## Given task
Find each line in the records below that contains the string "Target", and copy those lines out in full; case counts.

## Source material
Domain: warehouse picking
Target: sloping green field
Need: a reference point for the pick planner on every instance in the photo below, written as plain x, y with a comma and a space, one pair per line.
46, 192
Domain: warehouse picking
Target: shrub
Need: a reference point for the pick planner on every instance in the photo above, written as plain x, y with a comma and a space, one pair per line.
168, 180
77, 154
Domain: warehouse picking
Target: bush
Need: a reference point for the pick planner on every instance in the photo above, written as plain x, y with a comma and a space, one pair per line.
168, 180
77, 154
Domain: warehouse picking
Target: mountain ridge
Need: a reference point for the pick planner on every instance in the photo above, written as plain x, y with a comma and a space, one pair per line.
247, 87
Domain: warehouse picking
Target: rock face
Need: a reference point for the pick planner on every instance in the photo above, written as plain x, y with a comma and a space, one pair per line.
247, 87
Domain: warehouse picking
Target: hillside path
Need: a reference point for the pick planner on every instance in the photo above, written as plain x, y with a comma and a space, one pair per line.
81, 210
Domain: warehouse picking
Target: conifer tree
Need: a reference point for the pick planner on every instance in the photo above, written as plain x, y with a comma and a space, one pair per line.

## Exercise solution
Target: sloping green field
Target: shrub
Target: bush
Target: mountain ridge
Target: rock face
Target: hillside path
Target: conifer tree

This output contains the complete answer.